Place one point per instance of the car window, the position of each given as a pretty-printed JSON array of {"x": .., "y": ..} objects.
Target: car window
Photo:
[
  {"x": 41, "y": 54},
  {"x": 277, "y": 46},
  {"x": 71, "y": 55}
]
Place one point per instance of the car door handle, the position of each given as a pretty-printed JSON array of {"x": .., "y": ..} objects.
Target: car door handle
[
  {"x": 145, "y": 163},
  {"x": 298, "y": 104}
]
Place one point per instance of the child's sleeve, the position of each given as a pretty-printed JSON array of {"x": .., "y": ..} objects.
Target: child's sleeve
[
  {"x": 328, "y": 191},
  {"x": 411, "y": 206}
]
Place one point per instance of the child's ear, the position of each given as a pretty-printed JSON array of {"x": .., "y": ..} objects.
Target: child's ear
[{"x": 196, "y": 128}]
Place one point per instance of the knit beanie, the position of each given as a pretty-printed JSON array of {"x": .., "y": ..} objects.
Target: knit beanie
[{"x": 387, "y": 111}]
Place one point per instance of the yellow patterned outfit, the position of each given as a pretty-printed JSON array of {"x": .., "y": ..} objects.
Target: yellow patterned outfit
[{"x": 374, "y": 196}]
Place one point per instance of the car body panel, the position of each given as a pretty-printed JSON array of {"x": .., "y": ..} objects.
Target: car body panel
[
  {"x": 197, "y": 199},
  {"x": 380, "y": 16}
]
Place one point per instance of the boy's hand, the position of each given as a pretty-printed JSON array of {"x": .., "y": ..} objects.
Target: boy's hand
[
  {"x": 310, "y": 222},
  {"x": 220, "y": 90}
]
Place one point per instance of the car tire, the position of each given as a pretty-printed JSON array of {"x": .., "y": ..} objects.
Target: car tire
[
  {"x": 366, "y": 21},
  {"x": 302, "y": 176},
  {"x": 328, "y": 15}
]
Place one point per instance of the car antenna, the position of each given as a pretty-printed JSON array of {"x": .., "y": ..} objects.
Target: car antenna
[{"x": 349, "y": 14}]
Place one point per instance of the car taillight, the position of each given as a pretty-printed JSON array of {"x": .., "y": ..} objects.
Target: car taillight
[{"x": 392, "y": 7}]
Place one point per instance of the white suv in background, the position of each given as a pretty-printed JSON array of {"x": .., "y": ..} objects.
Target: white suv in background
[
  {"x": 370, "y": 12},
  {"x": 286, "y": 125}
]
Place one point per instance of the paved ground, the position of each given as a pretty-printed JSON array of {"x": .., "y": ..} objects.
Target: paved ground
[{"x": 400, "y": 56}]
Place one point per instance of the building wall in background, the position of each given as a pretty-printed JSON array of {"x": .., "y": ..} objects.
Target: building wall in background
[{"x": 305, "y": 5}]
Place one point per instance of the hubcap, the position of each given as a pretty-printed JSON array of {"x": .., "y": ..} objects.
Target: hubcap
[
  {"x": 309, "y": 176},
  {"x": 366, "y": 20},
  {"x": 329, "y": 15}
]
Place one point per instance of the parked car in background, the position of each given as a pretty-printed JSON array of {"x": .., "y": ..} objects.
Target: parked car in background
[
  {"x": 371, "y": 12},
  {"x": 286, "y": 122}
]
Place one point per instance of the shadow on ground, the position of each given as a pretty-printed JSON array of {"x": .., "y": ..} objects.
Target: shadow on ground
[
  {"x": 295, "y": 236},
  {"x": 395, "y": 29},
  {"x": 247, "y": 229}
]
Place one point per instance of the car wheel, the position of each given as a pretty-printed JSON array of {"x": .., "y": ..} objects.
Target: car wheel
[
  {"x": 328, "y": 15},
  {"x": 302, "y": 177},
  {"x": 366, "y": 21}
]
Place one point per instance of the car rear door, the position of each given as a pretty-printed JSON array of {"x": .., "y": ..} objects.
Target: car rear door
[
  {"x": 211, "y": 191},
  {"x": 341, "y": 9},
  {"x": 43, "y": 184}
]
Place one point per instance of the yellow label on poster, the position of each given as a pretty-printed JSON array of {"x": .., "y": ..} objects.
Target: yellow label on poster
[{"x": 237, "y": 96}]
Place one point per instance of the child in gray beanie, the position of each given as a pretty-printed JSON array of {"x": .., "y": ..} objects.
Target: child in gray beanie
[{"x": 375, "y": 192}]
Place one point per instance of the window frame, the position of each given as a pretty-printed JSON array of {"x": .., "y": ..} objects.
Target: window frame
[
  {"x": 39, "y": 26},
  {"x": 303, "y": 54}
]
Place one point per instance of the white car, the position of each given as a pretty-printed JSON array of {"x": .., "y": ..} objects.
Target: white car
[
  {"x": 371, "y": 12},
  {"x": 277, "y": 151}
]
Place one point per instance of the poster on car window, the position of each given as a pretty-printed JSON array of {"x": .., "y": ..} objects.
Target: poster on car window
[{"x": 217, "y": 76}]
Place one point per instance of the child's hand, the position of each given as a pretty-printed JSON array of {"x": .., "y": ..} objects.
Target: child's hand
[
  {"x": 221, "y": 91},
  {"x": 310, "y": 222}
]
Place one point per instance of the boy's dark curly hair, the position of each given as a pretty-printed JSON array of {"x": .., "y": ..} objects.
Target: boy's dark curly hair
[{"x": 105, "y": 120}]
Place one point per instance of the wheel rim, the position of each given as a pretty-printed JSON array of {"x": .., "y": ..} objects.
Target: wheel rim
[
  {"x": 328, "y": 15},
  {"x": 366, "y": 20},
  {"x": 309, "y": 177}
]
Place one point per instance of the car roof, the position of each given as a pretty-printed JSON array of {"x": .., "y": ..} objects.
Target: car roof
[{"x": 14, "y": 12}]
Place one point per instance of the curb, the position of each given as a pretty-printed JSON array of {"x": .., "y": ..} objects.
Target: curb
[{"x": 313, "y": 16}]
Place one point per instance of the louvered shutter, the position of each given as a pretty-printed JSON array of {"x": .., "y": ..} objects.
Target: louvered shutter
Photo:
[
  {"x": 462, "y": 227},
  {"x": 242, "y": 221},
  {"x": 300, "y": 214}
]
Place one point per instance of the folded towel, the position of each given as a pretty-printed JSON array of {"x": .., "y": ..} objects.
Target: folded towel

===

OBJECTIVE: Produce an exact copy of all the records.

RESULT OF THIS TASK:
Place one point per instance of the car window, the position of each given as a pretty-printed JSON array of {"x": .., "y": ..} objects.
Target: car window
Photo:
[
  {"x": 41, "y": 54},
  {"x": 277, "y": 46},
  {"x": 71, "y": 55}
]
Place one point per instance of the car door handle, the position of each given as a pretty-printed JSON array of {"x": .., "y": ..} objects.
Target: car door handle
[
  {"x": 145, "y": 163},
  {"x": 298, "y": 104}
]
Place one point per instance of the child's sleeve, the position of each given as a pretty-printed JSON array of {"x": .., "y": ..} objects.
Target: child's sleeve
[
  {"x": 328, "y": 191},
  {"x": 411, "y": 206}
]
Place one point per instance of the child's ear, the position of each given as a pretty-printed JSON array of {"x": .., "y": ..} objects.
Target: child's ear
[{"x": 196, "y": 128}]
Place one point per instance of the knit beanie, the position of each given as a pretty-printed JSON array of {"x": .., "y": ..} objects.
Target: knit beanie
[{"x": 387, "y": 111}]
Place one point per instance of the yellow patterned outfit, the position of each given as a pretty-printed JSON array of {"x": .., "y": ..} objects.
Target: yellow patterned outfit
[{"x": 374, "y": 196}]
Place one point per instance of the car body panel, the position of each given as a pretty-printed JSON array of {"x": .., "y": ..} objects.
Target: car body panel
[
  {"x": 197, "y": 199},
  {"x": 380, "y": 16}
]
Place one point per instance of the boy's hand, the position of each given as a pretty-printed JSON array of {"x": .., "y": ..} objects.
Target: boy's hand
[
  {"x": 310, "y": 222},
  {"x": 220, "y": 90}
]
Place one point per instance of the car tire, the position of each given as a pretty-printed JSON array of {"x": .., "y": ..} objects.
Target: car tire
[
  {"x": 366, "y": 21},
  {"x": 302, "y": 176},
  {"x": 328, "y": 15}
]
Place one point per instance of the car antenna, the position of each given as a pretty-printed JSON array of {"x": .., "y": ..} objects.
Target: car antenna
[{"x": 349, "y": 14}]
Place one point per instance of the car taillight, the position of each given as a pretty-printed JSON array of {"x": .., "y": ..} objects.
Target: car taillight
[{"x": 392, "y": 7}]
Place one point per instance of the white suv in background, the position of each given as a pretty-printed JSON array of {"x": .., "y": ..} objects.
Target: white suv in background
[
  {"x": 370, "y": 12},
  {"x": 286, "y": 125}
]
Place one point per instance of the paved ground, the position of each given as a pretty-printed JSON array of {"x": .., "y": ..} objects.
Target: paved ground
[{"x": 400, "y": 56}]
Place one point per instance of the building wall in background, the position of each given as a pretty-printed JSON array of {"x": .., "y": ..} objects.
Target: building wall in background
[{"x": 305, "y": 5}]
Place one point per instance of the hubcap, the position of each given as a pretty-printed JSON array of {"x": .., "y": ..} objects.
Target: hubcap
[
  {"x": 309, "y": 176},
  {"x": 366, "y": 20},
  {"x": 329, "y": 15}
]
Place one point per instance of the parked car in background, the position of each given as a pretty-printed JSON array of {"x": .., "y": ..} objects.
Target: parked car in background
[
  {"x": 371, "y": 12},
  {"x": 286, "y": 122}
]
Place one point per instance of the shadow on ground, the position of each given as a pretty-printed JSON array of {"x": .., "y": ..} objects.
Target: shadow on ground
[
  {"x": 295, "y": 236},
  {"x": 395, "y": 29},
  {"x": 247, "y": 229}
]
Place one point per instance of the car wheel, the position of each given as a pretty-printed JSON array of {"x": .., "y": ..} objects.
Target: car wheel
[
  {"x": 328, "y": 15},
  {"x": 302, "y": 177},
  {"x": 366, "y": 21}
]
Place one point per instance of the car rear door, the position of each given as a pretty-printed JSON array of {"x": .., "y": ..} objects.
Target: car rear door
[
  {"x": 211, "y": 191},
  {"x": 341, "y": 9},
  {"x": 43, "y": 184}
]
Place one point per instance of the yellow label on poster, the position of each given as a pretty-printed JSON array of {"x": .., "y": ..} objects.
Target: yellow label on poster
[{"x": 237, "y": 96}]
Place one point per instance of the child in gray beanie, the position of each given as a pretty-printed JSON array of {"x": .., "y": ..} objects.
Target: child in gray beanie
[{"x": 375, "y": 192}]
Place one point per instance of the window frame, the position of each given as a pretty-printed JSON array of {"x": .., "y": ..} objects.
Target: window frame
[
  {"x": 39, "y": 26},
  {"x": 303, "y": 54}
]
Place one point per instance of the white car, the position of each given as a pretty-printed JSON array of {"x": .., "y": ..} objects.
Target: white car
[
  {"x": 371, "y": 12},
  {"x": 277, "y": 151}
]
Place one point per instance of the poster on car window, the position of each given as a pretty-printed JSON array of {"x": .., "y": ..} objects.
Target: poster on car window
[{"x": 217, "y": 76}]
Place one point per instance of the child's hand, the position of each given as a pretty-printed JSON array of {"x": .., "y": ..} objects.
Target: child's hand
[
  {"x": 221, "y": 91},
  {"x": 310, "y": 222}
]
Place one point per instance of the boy's dark curly hair, the position of each given as a pretty-printed JSON array of {"x": .., "y": ..} objects.
Target: boy's dark curly hair
[{"x": 105, "y": 120}]
Place one point per instance of the wheel rim, the position of each given as a pretty-printed JSON array of {"x": .., "y": ..} objects.
Target: wheel rim
[
  {"x": 328, "y": 15},
  {"x": 366, "y": 20},
  {"x": 309, "y": 177}
]
Place one point per instance of the car roof, the position of each given as a pretty-printed JSON array of {"x": .., "y": ..} objects.
Target: car roof
[{"x": 14, "y": 12}]
Place one point per instance of the curb, the position of each given as a pretty-printed JSON array of {"x": .., "y": ..} objects.
Target: curb
[{"x": 313, "y": 16}]
Place one point per instance of the louvered shutter, the position of each given as a pretty-printed JSON array of {"x": .., "y": ..} objects.
Target: louvered shutter
Photo:
[
  {"x": 462, "y": 227},
  {"x": 242, "y": 221},
  {"x": 300, "y": 214}
]
Place one point per instance of the folded towel, the position of each given as a pretty-printed JSON array of {"x": .., "y": ..} objects.
Target: folded towel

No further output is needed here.